Referring expression data
━━━━━━━━━━━━━━━━

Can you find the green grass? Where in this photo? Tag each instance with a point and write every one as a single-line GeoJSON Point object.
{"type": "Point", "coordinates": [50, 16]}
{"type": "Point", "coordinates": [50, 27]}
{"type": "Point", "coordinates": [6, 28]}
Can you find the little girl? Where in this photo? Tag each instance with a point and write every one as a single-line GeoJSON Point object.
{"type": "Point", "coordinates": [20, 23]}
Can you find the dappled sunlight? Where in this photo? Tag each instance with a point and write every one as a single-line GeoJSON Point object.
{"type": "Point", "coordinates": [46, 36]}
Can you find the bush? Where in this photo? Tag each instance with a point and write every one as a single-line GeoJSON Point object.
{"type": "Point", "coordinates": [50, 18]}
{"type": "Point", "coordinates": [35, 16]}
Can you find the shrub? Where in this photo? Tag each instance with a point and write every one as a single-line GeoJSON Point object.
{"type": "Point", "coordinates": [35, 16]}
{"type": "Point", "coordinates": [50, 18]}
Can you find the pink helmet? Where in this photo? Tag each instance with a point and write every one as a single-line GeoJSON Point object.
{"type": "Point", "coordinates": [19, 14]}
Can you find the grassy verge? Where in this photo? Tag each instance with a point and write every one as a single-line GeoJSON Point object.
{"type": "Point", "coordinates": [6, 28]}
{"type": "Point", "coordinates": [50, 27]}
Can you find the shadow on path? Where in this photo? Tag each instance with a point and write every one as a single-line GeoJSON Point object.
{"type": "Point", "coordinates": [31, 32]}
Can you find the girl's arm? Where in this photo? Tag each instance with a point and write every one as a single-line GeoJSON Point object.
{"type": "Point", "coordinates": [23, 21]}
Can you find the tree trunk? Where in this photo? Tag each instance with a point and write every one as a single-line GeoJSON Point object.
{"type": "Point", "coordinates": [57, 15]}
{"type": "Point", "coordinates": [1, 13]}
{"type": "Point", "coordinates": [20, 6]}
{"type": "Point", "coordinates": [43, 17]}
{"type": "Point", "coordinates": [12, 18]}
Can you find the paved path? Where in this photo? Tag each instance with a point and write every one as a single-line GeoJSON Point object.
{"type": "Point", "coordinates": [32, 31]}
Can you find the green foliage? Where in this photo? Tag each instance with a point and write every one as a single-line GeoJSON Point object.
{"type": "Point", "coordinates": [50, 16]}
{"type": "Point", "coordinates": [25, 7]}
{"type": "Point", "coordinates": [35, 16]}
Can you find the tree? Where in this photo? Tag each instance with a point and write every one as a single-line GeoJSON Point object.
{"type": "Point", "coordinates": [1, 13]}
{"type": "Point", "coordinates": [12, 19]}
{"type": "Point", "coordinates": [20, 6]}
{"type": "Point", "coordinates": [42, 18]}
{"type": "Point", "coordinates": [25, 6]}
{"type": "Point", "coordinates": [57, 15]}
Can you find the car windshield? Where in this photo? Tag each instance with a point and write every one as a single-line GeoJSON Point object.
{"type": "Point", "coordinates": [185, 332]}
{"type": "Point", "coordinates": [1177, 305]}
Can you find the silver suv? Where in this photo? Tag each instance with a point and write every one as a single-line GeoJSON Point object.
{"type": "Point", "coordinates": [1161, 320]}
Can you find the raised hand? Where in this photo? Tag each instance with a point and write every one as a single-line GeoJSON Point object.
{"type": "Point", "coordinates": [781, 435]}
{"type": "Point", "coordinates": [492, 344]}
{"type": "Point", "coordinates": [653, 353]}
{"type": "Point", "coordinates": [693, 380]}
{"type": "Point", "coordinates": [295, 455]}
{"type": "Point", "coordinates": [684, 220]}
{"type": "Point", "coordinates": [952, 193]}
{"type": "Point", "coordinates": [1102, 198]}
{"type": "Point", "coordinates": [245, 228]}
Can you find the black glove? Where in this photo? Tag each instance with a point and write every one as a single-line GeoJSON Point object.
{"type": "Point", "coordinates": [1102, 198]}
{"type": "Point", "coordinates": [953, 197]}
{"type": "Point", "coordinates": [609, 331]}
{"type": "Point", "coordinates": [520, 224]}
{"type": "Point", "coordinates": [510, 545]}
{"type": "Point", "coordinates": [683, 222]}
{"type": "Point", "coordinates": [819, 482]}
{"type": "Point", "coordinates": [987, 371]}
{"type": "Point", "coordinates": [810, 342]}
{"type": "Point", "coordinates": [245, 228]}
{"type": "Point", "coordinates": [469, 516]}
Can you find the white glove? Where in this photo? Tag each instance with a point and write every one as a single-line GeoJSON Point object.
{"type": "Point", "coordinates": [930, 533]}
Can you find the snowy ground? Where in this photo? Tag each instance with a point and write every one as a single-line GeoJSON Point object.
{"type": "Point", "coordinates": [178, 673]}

━━━━━━━━━━━━━━━━

What is being asked —
The answer should reproduce all of the data without any alteration.

Result of this task —
Can you find the green grass? Where in this photo? Tag each instance with a point and write every one as a single-line GeoJSON Point object.
{"type": "Point", "coordinates": [50, 16]}
{"type": "Point", "coordinates": [50, 27]}
{"type": "Point", "coordinates": [6, 28]}
Can you find the little girl? Where in this photo? Tag each instance with a point and write every one as a single-line GeoJSON Point object.
{"type": "Point", "coordinates": [20, 23]}
Can you find the dappled sunlight? Where in this photo? Tag each instance with a point and write every one as a single-line GeoJSON Point object.
{"type": "Point", "coordinates": [46, 36]}
Can you find the bush? Where in this photo? Tag each instance with a point and write every one as a single-line GeoJSON Point object.
{"type": "Point", "coordinates": [50, 18]}
{"type": "Point", "coordinates": [35, 16]}
Can you find the shrub? Where in this photo? Tag each instance with a point and write every one as a single-line GeoJSON Point object.
{"type": "Point", "coordinates": [35, 16]}
{"type": "Point", "coordinates": [50, 18]}
Can you find the pink helmet? Where in this photo? Tag each instance with a point and write every one as a single-line GeoJSON Point object.
{"type": "Point", "coordinates": [19, 14]}
Can you find the grassy verge? Where in this photo? Tag each instance with a point and write every one as a single-line GeoJSON Point object.
{"type": "Point", "coordinates": [6, 28]}
{"type": "Point", "coordinates": [50, 27]}
Can you find the shadow on path? Where in this photo? Tag each instance with a point and write every one as a single-line GeoJSON Point object.
{"type": "Point", "coordinates": [31, 32]}
Can you find the girl's arm? Where in this photo? Tag each instance with a point and write every one as a single-line GeoJSON Point object.
{"type": "Point", "coordinates": [23, 21]}
Can you find the tree trunk? Where in this photo? Tag each instance with a point and write every one as a single-line GeoJSON Point object.
{"type": "Point", "coordinates": [57, 15]}
{"type": "Point", "coordinates": [1, 13]}
{"type": "Point", "coordinates": [20, 6]}
{"type": "Point", "coordinates": [43, 17]}
{"type": "Point", "coordinates": [12, 18]}
Can you find the paved path? Where in this photo? Tag each instance with a point and write every one as a single-line GeoJSON Point object.
{"type": "Point", "coordinates": [32, 31]}
Can you find the green foliage? Where in this photo? Tag each instance with a point and write every one as a single-line GeoJSON Point object.
{"type": "Point", "coordinates": [50, 16]}
{"type": "Point", "coordinates": [25, 7]}
{"type": "Point", "coordinates": [35, 16]}
Can you find the tree? Where in this photo? Tag each instance with a point and write every one as a single-line GeoJSON Point object.
{"type": "Point", "coordinates": [1, 13]}
{"type": "Point", "coordinates": [12, 19]}
{"type": "Point", "coordinates": [20, 6]}
{"type": "Point", "coordinates": [42, 18]}
{"type": "Point", "coordinates": [25, 6]}
{"type": "Point", "coordinates": [57, 15]}
Can you find the car windshield? Where in this photo? Tag each instance with a point and write every one as a single-line GeoJSON Point object.
{"type": "Point", "coordinates": [185, 332]}
{"type": "Point", "coordinates": [1177, 305]}
Can you find the silver suv? Where in this photo? Tag each instance with a point and write every one as a single-line GeoJSON Point object.
{"type": "Point", "coordinates": [1161, 320]}
Can you find the raised hand? Where in this photo? Tag each instance with a point and write every one as a single-line GeoJSON Point object.
{"type": "Point", "coordinates": [781, 435]}
{"type": "Point", "coordinates": [492, 344]}
{"type": "Point", "coordinates": [653, 353]}
{"type": "Point", "coordinates": [693, 380]}
{"type": "Point", "coordinates": [295, 455]}
{"type": "Point", "coordinates": [684, 220]}
{"type": "Point", "coordinates": [952, 193]}
{"type": "Point", "coordinates": [1102, 198]}
{"type": "Point", "coordinates": [245, 228]}
Can you find the black glove? Where in this photo? Tag each instance with a point and write every one as a single-line GeoJSON Point object.
{"type": "Point", "coordinates": [1102, 198]}
{"type": "Point", "coordinates": [953, 197]}
{"type": "Point", "coordinates": [609, 331]}
{"type": "Point", "coordinates": [520, 224]}
{"type": "Point", "coordinates": [510, 545]}
{"type": "Point", "coordinates": [683, 222]}
{"type": "Point", "coordinates": [819, 482]}
{"type": "Point", "coordinates": [987, 371]}
{"type": "Point", "coordinates": [810, 342]}
{"type": "Point", "coordinates": [245, 228]}
{"type": "Point", "coordinates": [469, 516]}
Can you find the white glove? Where in this photo? Tag each instance with a point and write every one as a single-line GeoJSON Point object.
{"type": "Point", "coordinates": [930, 533]}
Can you find the snowy ground? Where in this photo? Tag each instance with a point and write every one as a single-line GeoJSON Point object.
{"type": "Point", "coordinates": [178, 673]}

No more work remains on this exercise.